> **EXTRACT**
>> Begin

Student Reading: Passive Designs

Passive designs for optimizing with nature: smart building designs to conserve energy

Learning goals: Students will be able to:

  1. Recognize and explain the four basic principles of passive design.
  2. Explain the different types of energy and the application of basic thermodynamic principles as applied to the design of buildings.
  3. Distinguish between active and passive design at different building scales.
  4. Identify the site-specific roles of orientation, insulation, ventilation, shading, and window type and placement in optimizing passive design.

Learning assessment: Students interpret a graph showing heating energy costs versus degree days. Students compare the thermal properties of different building materials for energy conservation. Students complete a computer-based visual exercise to apply knowledge of passive building design.

Green Buildings and Optimizing with Nature

In an effort to reuse throwaways and recyclables, some people have taken to building homes. Thus, one can find examples of houses made of glass bottles, aluminum cans, tires, and other materials. One can certainly argue that use of materials that might otherwise end up in a landfill is wise use and a smart way to design a building. Some of the materials, in addition to being cheap and easily obtained, form barriers to heat flow and are energy-efficient.

Rather than focusing on moving materials out of the waste stream, however, in this module we consider how the actual design and placement of buildings can be important considerations for energy efficiency, thereby optimizing winter heating and summer cooling needs. Winter energy costs in many buildings, for example, are associated almost entirely with heating. Below is a graph for a college campus in Virginia showing the annual tally of "heating degree days"—during the winter, this is the sum of the number of degrees the average daily outside temperature falls below the inside temperature (in other words, the total daily heating "demand" posed by the average temperature outside; colder winters have a higher number of heating degree days):

The heating degree days are plotted against the "scope 1 emissions"—greenhouse gas (GHG) emissions of equivalent carbon dioxide (eCO2) generated by the burning of fossil fuels on campus from 2004–2009.

Whether considering an entire college, a home, a business, or any individual building, outside temperatures tend to vary, and those temperatures may be above or below some optimum inside temperature (65-70° F, or 18-21° C), depending on day, season, or geographic location. The costs to adjust inside temperatures up or down with heating or cooling can be substantial.

>> End

> **JOB A**
Using the passive design reading, decide whether each statement agrees with the text, answering yes or no and quoting the deciding words: (i) The optimum inside temperature is given as 65-70° F. (ii) The scope 1 emissions were generated on campus from 2004–2009. (iii) Winter energy costs in many buildings are associated mostly with cooling.
> **JOB B**
Return the passage of the passive design reading from "2. Explain the" up to and including "optimizing passive design.".

Image point annotation material:
>> Begin

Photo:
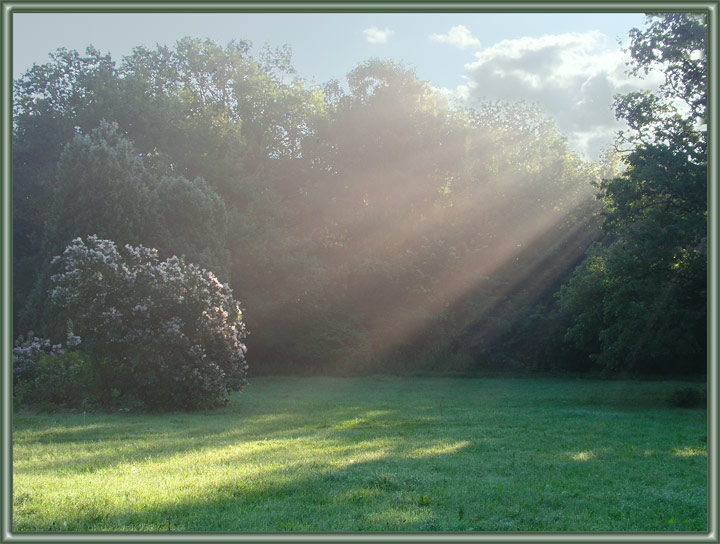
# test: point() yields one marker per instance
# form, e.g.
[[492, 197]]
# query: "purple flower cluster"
[[172, 333]]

>> End

> **TASK OUTPUT A**
(i) Yes: "(65-70° F, or 18-21° C)"
(ii) Yes: "generated by the burning of fossil fuels on campus from 2004–2009"
(iii) No: "Winter energy costs in many buildings, for example, are associated almost entirely with heating."

> **TASK OUTPUT B**
2. Explain the different types of energy and the application of basic thermodynamic principles as applied to the design of buildings.
  3. Distinguish between active and passive design at different building scales.
  4. Identify the site-specific roles of orientation, insulation, ventilation, shading, and window type and placement in optimizing passive design.